While at Addis Ababa University the young Siye participated in student moment and later drop out to join TPLF in the mid 1970s.
After joining TPLF as a rebel fighter he rose to the high rank of the party and become a commander of the TPLF force in a short time. His prominence in the TPLF has led the Derg authorities to take revenge against his family. Among others, his elder brother was taken out from Atse Yohannes High School in Mekelle, where he was a physics teacher, and shot dead in front of his students.
After 1991
Minister of Defense (1991-1995)
After the defeat of the Derg and the end of Ethiopian Civil War in 1991, Siye served as the Ethiopian Minister of Defense. In his capacity as Minister of Defense and Legislator he negotiated with all other armed rebel groups to their cessation of armed struggle and joining of the Transitional Government. Besides restructuring the Ministry of Defense into a nimble and
effective institution and laying the foundations for a new national defense force, Seeye oversaw the implementation of a DDR program affecting over half a million ex-servicemen and ex-combatants. He also had a key role during the 1998-2000 Ethio-Eritrean War both in reversing the Aggression of the other side and in the design of the conditions for the deployment UN Peace Keeping Forces.[2]
CEO of Endowment Fund for the Rehabilitation of Tigray (1995-2002)
···
→ **SET PROBLEM**
Continue the text on Siye's career, picking up after its final line.

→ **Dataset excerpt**
···
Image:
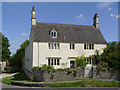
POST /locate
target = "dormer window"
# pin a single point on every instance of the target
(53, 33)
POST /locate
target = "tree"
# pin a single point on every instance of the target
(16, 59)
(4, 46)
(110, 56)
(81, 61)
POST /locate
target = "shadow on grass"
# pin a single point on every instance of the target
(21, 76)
···
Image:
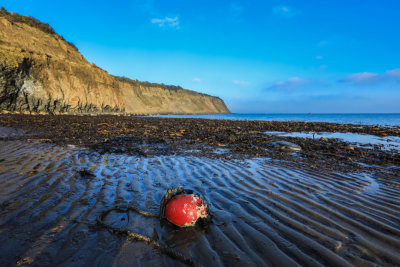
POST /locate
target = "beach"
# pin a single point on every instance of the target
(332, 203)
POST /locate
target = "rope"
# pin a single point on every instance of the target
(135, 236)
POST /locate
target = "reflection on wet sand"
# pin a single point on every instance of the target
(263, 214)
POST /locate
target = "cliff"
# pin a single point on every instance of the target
···
→ **EXERCISE RESULT**
Siye was Chairman of the Board and Chief Executive Officer of the Endowment Fund for the Rehabilitation of Tigray from its founding in 1995 until 2000. He had also played significant role in the introduction of the economic rehabilitation and restructuring policies following the
end of the war in the early nineties. As part of the restructuring process he served as board chairman of both Ethiopian Airlines and Ethiopian Telecommunications and led their establishment as autonomous corporate entities. He also was involved in the running of a big Endowment Fund which was involved in diverse development activities.[3][4]
Controversy and imprisonment
Siye was arrested in July of 2002, accused by the Federal Ethics and Anticorruption Commission of abuse of office by aiding his associates to unfairly obtain bank loans and buying state properties. He was afterwards charged with two specific acts: that he had pressured the state-owned Commercial Bank of Ethiopia to provide loans to his brother, Mihretab Abraha; and that he helped Mihretab obtain a 19% discount for 15 trucks he purchased from AMCE, a truck-assembly plant in which the Ethiopian government owned a 30% stake.[5] In a hearing, the Federal judge, Birtukan Mideksa, set Siye free for lack of evidence, however he was subsequently arrested by the government the moment he left the building and imprisoned for six years.
On June 11th, 2007, the Federal Supreme Court of Ethiopia dismissed the charge that he had pressured the bank to give his brother loans, while convicting him on the charge that he helped his brother Mihretab get discounts on seven of the 15 trucks. At the same session, Mihretab was sentenced to five years imprisonment and a 1,000 Birr fine, along with a number of their friends and relatives who heard their sentences at the same time. However, because most of them had been imprisoned they were released.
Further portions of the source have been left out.